Object location annotation data
┄┄┄┄┄┄

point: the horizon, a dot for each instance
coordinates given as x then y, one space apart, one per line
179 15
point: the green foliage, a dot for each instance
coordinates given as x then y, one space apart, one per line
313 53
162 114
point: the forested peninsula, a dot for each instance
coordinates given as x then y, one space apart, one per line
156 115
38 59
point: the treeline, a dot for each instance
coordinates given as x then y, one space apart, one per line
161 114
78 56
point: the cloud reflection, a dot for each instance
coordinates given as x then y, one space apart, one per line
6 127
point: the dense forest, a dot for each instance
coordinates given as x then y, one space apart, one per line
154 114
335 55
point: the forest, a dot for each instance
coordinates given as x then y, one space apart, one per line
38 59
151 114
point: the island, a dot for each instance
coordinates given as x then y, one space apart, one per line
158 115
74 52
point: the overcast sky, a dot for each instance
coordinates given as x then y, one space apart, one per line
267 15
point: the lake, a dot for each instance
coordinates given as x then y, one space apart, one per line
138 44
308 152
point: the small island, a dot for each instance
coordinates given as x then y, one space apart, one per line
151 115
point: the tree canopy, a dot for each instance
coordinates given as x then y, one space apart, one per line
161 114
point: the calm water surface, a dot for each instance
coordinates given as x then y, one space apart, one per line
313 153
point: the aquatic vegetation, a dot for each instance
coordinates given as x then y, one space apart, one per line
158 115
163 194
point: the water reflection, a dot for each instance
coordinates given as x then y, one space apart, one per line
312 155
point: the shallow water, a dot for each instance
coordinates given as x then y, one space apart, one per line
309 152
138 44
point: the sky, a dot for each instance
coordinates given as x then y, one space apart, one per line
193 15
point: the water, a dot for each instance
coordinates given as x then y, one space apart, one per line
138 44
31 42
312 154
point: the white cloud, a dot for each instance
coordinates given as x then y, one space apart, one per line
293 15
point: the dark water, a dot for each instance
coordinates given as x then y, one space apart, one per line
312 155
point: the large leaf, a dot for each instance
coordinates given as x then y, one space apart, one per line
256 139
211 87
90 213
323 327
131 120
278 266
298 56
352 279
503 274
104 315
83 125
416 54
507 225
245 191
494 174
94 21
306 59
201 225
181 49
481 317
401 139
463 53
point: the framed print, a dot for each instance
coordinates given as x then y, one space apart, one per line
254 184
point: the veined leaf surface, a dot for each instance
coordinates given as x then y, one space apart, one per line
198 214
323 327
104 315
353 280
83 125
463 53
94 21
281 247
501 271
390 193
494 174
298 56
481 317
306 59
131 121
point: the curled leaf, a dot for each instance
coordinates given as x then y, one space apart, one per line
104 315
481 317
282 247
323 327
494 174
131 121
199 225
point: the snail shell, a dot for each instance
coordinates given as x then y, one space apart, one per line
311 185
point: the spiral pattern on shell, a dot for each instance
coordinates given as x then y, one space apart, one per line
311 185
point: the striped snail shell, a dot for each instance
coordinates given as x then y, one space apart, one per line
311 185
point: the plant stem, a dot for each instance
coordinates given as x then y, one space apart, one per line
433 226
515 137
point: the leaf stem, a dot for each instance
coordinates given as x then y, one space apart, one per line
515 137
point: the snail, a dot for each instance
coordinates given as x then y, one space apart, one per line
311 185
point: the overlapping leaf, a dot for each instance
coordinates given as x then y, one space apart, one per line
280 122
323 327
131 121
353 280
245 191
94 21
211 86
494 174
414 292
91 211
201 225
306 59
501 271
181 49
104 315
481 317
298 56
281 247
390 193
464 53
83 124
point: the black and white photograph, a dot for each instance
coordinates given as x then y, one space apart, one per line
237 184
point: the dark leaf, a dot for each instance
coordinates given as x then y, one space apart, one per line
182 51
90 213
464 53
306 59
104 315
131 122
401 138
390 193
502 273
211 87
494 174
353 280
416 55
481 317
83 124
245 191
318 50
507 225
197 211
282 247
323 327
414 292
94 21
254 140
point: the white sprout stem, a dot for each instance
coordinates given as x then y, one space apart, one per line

┄┄┄┄┄┄

» THE PROBLEM: Your task is to quote all of the data word for word.

» EXPECTED OUTPUT:
point: the horizon, a dot for each instance
coordinates given as x then y, one space apart, one per line
179 15
point: the green foliage, a dot for each instance
coordinates given as x then y, one space apart, one per line
313 53
162 114
point: the forested peninsula, a dot for each instance
coordinates given as x then y, one space apart, one per line
156 115
38 59
point: the treeline, a dot for each instance
coordinates given as x then y, one space apart, one per line
161 114
78 56
point: the cloud reflection, a dot for each instance
coordinates given as x then y, one space apart, one per line
6 127
point: the dense forest, a dot for each instance
coordinates given as x then y, one space apart, one per line
154 114
335 55
point: the forest, a dot for each instance
coordinates given as x then y, one space apart, one per line
38 59
151 114
point: the island, a dot for each instance
coordinates given as x then y, one space apart, one per line
158 115
74 52
point: the overcast sky, a dot for each instance
coordinates given as x then y, one space apart, one per line
267 15
point: the lake, a dot for each instance
coordinates given as x then y, one space apart, one per line
138 44
308 152
point: the small island, a dot for each instance
coordinates given as x then y, one space apart, one per line
151 115
point: the tree canopy, a dot for each instance
coordinates given as x then y, one space apart, one per line
161 114
point: the calm water surface, a dot for each instance
coordinates given as x then y, one space apart, one per line
313 153
point: the aquatic vegetation, a dot for each instance
coordinates given as x then y, one space apart, one per line
158 115
163 194
point: the water reflection, a dot for each instance
coordinates given as x then y, one space apart, one per line
312 155
point: the shallow water, a dot for each instance
coordinates given as x then y, one space apart, one per line
309 152
138 44
point: the sky, a dot for each instance
coordinates given as x then y, one space apart, one per line
193 15
point: the water, a dot for each instance
coordinates given as x then y, one space apart, one per line
138 44
31 42
312 154
point: the white cloud, a dot for each instance
coordinates given as x then y, one space apart, one per line
293 15
point: the dark water, a dot for each instance
coordinates given as x then y, one space apart, one per line
312 155
point: the large leaf, a dot for each instance
coordinates given as x then y, one space apart, one per line
256 139
211 87
90 213
323 327
131 120
278 266
298 56
352 279
503 274
104 315
83 125
416 54
507 225
245 191
494 174
94 21
306 59
201 225
181 49
481 317
401 139
463 53
point: the framed print, a dot for each instance
coordinates given as x then y, one space apart, one per line
254 184
point: the veined leaf surface, a dot for each instance
coordinates given as x then y, one space apart, one per line
198 214
323 327
104 315
353 280
83 125
463 53
94 21
281 247
501 271
390 193
494 174
298 56
481 317
306 59
131 121
point: the curled leaf, a dot for each instance
coordinates given as x then y, one space apart, one per line
104 315
481 317
282 247
323 327
494 174
131 121
199 225
point: the snail shell, a dot for each instance
coordinates given as x then y, one space apart, one per line
311 185
point: the spiral pattern on shell, a dot for each instance
coordinates given as x then y, one space apart, one per line
311 185
point: the striped snail shell, a dot for each instance
coordinates given as x then y, one space apart, one per line
311 185
point: the plant stem, a dot for each instance
coordinates given as x then y, one space apart, one per line
433 226
515 137
point: the leaf stem, a dot for each instance
coordinates given as x then y, one space apart, one per line
515 137
point: the snail, a dot for each instance
coordinates given as x then y, one space apart, one per line
311 185
point: the overlapping leaf, a dot for each instance
coordinates given as x then y, one space apart, one per line
280 122
323 327
131 121
353 280
245 191
94 21
211 86
494 174
414 292
91 211
201 225
306 59
501 271
181 49
104 315
481 317
298 56
281 247
390 193
464 53
83 124
point: the black and white photograph, a dot for each instance
coordinates given as x then y, one space apart, one per line
237 184
point: the dark leaf, a dot for each instance
coordinates given as x then y, one space apart, one per line
182 51
90 213
464 53
306 59
104 315
131 122
401 138
390 193
502 273
211 87
494 174
353 280
416 55
481 317
83 124
245 191
318 50
507 225
197 211
282 247
323 327
414 292
94 21
254 140
point: the white sprout stem, a dot for each instance
coordinates given as x then y, one space apart, one per line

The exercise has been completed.